_EXERCISE A_:
Answer these questions using the Planning and Compulsory Purchase Bill debate:
(i) Which Act does Keith Hill refer to as the principal Act?
(ii) Since what year has the provision allowing evidence to be restricted been in the planning legislation?
(iii) On which body's procedure is new clause 7(1) modelled?
_EXERCISE B_: Carry on the Planning and Compulsory Purchase Bill debate from its final sentence, keeping Keith Hill's voice.

Planning and Compulsory Purchase (Re-committed) Bill

[back to previous text]

Keith Hill: I beg to move, That the clause be read a Second time.

The Chairman: With this it will be convenient to discuss the following:

Government new clause 8—Special provision in relation to planning inquiries: Wales.

Government new clause 40—Special provision for certain circumstances where disclosure of information as to national security may occur: Scotland.

Keith Hill: New clauses 7 and 8 deal with the arrangements for planning inquiries when national security is at issue. I have good news for members of the Committee who are dismayed by the amount of material in the new clauses. The substance of what we shall debate is in new clause 7(1), which adds four subsections to section 321 of the principal Act—the Town and Country Planning Act 1990. The remainder of new clause 7 repeats that for the listed buildings Act and the hazardous substances Act—the other two planning Acts. New clause 8 sets out how the

Column Number: 036

arrangements will differ for inquiries in Wales. Again, that is set out three times, once for each planning Act.

I shall describe what the new clauses do and how we expect the new arrangements to work in practice. New clause 7(1) adds subsections (5) to (8) to section 321 of the principal Act. To make sense of that, I shall start with the existing section 321. It provides that all oral evidence at planning inquiries must be heard in public and that documents must be open to public inspection. There is, however, an exception, which applies when there would be public disclosure of information relating to national security, or to the security of any premises or property, and when public disclosure would be contrary to the national interest.

In those circumstances, the Secretary of State may direct, under section 321(3), that specified evidence should be restricted. That provision has been in the planning legislation since 1982, but as far as we know there has never been a section 321 direction. In some ways that is unsurprising, as national security is a matter for the Crown and the Crown has not been bound by the planning Acts. Once the Crown is bound by the Acts, there will be the distinct prospect of planning applications being made that have national security implications, so we have had to devise a procedure for dealing with material that would be the subject of a section 321 direction, without violating human rights under article 6 of the convention.

New clause 7(1) provides the framework for such a procedure and is modelled on the special advocate procedure of the Special Immigration Appeals Commission, under the Special Immigration Appeals Commission Act 1997. Subsections (5) and (6) deal with the appointment of the special advocate by the Attorney-General. Subsections (7) and (8) make provision for the Lord Chancellor to make rules, subject to the negative resolution procedure, to govern the procedure to be followed by the Secretary of State in making a section 321 direction and the functions of the special advocate.

_ENTRIES PROVIDED_:
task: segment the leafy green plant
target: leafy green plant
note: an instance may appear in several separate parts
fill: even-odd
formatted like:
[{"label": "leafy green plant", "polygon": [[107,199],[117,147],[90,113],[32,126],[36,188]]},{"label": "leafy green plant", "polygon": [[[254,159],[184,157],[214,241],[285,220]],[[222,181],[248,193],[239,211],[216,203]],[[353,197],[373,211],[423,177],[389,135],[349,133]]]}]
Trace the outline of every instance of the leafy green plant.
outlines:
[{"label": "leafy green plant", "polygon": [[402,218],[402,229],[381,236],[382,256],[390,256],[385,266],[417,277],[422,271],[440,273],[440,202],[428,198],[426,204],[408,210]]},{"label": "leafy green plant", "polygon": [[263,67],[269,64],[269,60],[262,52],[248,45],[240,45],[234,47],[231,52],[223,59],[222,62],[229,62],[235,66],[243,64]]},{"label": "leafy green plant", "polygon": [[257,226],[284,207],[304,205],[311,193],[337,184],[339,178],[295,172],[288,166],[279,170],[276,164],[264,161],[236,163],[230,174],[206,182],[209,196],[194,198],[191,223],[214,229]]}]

_WRITTEN RESPONSE A_:
(i) The Town and Country Planning Act 1990.
(ii) 1982.
(iii) The special advocate procedure of the Special Immigration Appeals Commission, under the Special Immigration Appeals Commission Act 1997.

_WRITTEN RESPONSE B_:
I shall briefly digress to new clause 8 to describe the variations for Wales, before continuing to discuss how this will work in practice. New section 321A, which is inserted by new clause 8(1), provides that in Wales the Counsel General to the National Assembly for Wales, who is the Assembly's chief legal adviser, will appoint the special advocate. The Assembly may make regulations covering the same ground as the Lord Chancellor's rules and, if it does so, the Lord Chancellor's rules will not apply. Subsection (6) is a technical provision that prevents any regulations made by the Assembly from being subject to the negative resolution procedure in either House of Parliament.

I return to my main theme—how the provisions will work. The procedure is aimed at addressing two scenarios. In the first, a Crown body, such as the Ministry of Defence or one of the security and intelligence services, might need to undertake some development. That body would submit a planning application with as much information as possible, which might include most things required for a planning application to be determined, such as the location, size, bulk and external appearance of the

Column Number: 037

building as well as the expected traffic generation. The use of the building and what might be inside it might be omitted, because to reveal such information could compromise national security.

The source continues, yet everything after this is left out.